## Exercise goal
Put every line of the entries below into a Markdown table with a "Row" column for the row number and a "Line" column for the line itself. Leave out blank lines.

Entries from a data source:
◇ ◇ ◇

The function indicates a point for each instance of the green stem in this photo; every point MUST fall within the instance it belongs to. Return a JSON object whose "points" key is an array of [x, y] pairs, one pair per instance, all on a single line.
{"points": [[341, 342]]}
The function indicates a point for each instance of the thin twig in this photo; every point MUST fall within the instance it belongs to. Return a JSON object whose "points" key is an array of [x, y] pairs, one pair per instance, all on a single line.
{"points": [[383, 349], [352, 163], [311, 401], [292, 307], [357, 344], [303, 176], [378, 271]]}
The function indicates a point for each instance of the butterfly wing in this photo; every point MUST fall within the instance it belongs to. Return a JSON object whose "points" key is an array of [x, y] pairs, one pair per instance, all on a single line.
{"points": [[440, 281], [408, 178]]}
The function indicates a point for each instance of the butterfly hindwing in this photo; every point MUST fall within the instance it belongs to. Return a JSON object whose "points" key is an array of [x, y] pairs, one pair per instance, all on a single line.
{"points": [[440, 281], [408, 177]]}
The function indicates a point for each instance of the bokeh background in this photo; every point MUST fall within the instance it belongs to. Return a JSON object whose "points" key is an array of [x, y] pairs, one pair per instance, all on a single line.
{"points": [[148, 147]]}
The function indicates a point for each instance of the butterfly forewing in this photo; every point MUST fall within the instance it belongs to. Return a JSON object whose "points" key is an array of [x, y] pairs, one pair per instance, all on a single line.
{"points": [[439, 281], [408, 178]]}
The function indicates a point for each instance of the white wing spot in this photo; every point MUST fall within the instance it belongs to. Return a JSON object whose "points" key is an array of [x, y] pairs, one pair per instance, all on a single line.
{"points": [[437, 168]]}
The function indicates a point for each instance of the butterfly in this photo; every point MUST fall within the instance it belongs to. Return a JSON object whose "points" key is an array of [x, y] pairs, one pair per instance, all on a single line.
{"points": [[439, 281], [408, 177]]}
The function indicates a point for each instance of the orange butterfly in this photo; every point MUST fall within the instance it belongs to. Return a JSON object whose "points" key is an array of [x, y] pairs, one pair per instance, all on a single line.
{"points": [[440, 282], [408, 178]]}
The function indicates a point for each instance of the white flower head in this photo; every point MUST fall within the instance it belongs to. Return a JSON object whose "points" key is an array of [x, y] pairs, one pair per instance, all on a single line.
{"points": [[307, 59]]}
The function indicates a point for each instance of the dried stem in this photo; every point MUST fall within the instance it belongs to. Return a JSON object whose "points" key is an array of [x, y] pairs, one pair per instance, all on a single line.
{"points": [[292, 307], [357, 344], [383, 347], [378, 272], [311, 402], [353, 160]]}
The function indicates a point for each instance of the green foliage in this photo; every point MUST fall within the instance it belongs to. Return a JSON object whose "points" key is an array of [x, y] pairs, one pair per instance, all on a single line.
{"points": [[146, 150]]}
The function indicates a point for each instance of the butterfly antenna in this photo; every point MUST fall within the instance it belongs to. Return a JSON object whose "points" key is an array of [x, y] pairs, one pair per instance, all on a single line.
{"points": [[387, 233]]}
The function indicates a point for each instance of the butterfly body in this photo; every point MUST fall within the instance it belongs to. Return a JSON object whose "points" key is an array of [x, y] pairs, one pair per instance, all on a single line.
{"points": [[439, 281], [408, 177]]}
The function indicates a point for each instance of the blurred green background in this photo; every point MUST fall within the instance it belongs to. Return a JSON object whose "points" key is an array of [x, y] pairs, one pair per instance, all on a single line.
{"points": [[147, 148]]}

◇ ◇ ◇

## Complete answer
| Row | Line |
|---|---|
| 1 | The function indicates a point for each instance of the green stem in this photo; every point MUST fall within the instance it belongs to. Return a JSON object whose "points" key is an array of [x, y] pairs, one pair per instance, all on a single line. |
| 2 | {"points": [[341, 342]]} |
| 3 | The function indicates a point for each instance of the thin twig in this photo; every point MUST fall within the instance it belongs to. Return a JSON object whose "points" key is an array of [x, y] pairs, one pair per instance, all on a single line. |
| 4 | {"points": [[383, 349], [352, 163], [311, 401], [292, 307], [357, 344], [303, 176], [378, 271]]} |
| 5 | The function indicates a point for each instance of the butterfly wing in this photo; every point MUST fall within the instance it belongs to. Return a JSON object whose "points" key is an array of [x, y] pairs, one pair per instance, all on a single line. |
| 6 | {"points": [[440, 281], [408, 178]]} |
| 7 | The function indicates a point for each instance of the butterfly hindwing in this photo; every point MUST fall within the instance it belongs to. Return a JSON object whose "points" key is an array of [x, y] pairs, one pair per instance, all on a single line. |
| 8 | {"points": [[440, 281], [408, 177]]} |
| 9 | The function indicates a point for each instance of the bokeh background in this photo; every point MUST fall within the instance it belongs to. Return a JSON object whose "points" key is an array of [x, y] pairs, one pair per instance, all on a single line. |
| 10 | {"points": [[148, 147]]} |
| 11 | The function indicates a point for each instance of the butterfly forewing in this photo; every point MUST fall within the instance it belongs to. Return a JSON object whose "points" key is an array of [x, y] pairs, one pair per instance, all on a single line. |
| 12 | {"points": [[439, 281], [408, 178]]} |
| 13 | The function indicates a point for each instance of the white wing spot in this photo; every point MUST fall within the instance it belongs to. Return a JSON object whose "points" key is an array of [x, y] pairs, one pair per instance, all on a single line. |
| 14 | {"points": [[437, 168]]} |
| 15 | The function indicates a point for each instance of the butterfly in this photo; every point MUST fall within the instance it belongs to. Return a JSON object whose "points" key is an array of [x, y] pairs, one pair per instance, all on a single line. |
| 16 | {"points": [[439, 281], [408, 177]]} |
| 17 | The function indicates a point for each instance of the orange butterfly in this photo; every point MUST fall within the instance it belongs to. Return a JSON object whose "points" key is an array of [x, y] pairs, one pair per instance, all on a single line. |
| 18 | {"points": [[440, 282], [408, 178]]} |
| 19 | The function indicates a point for each instance of the white flower head in this photo; every point MUST fall within the instance it belongs to. Return a JSON object whose "points" key is an array of [x, y] pairs, one pair per instance, all on a single line. |
| 20 | {"points": [[307, 59]]} |
| 21 | The function indicates a point for each instance of the dried stem in this photo; every point MUST fall within the instance it belongs to. Return a JSON object whose "points" key is an array of [x, y] pairs, one pair per instance, all on a single line. |
| 22 | {"points": [[292, 307], [357, 344], [383, 347], [378, 272], [311, 402], [353, 160]]} |
| 23 | The function indicates a point for each instance of the green foliage in this photo; every point MUST fall within the instance it belongs to. Return a JSON object whose "points" key is an array of [x, y] pairs, one pair per instance, all on a single line. |
| 24 | {"points": [[146, 150]]} |
| 25 | The function indicates a point for each instance of the butterfly antenna in this photo; every point MUST fall within the instance it belongs to. Return a JSON object whose "points" key is an array of [x, y] pairs, one pair per instance, all on a single line. |
| 26 | {"points": [[387, 233]]} |
| 27 | The function indicates a point for each instance of the butterfly body in this photo; every point MUST fall within the instance it belongs to. Return a JSON object whose "points" key is an array of [x, y] pairs, one pair per instance, all on a single line. |
| 28 | {"points": [[439, 281], [408, 177]]} |
| 29 | The function indicates a point for each instance of the blurred green background in this photo; every point MUST fall within the instance it belongs to. Return a JSON object whose "points" key is an array of [x, y] pairs, one pair per instance, all on a single line. |
| 30 | {"points": [[147, 148]]} |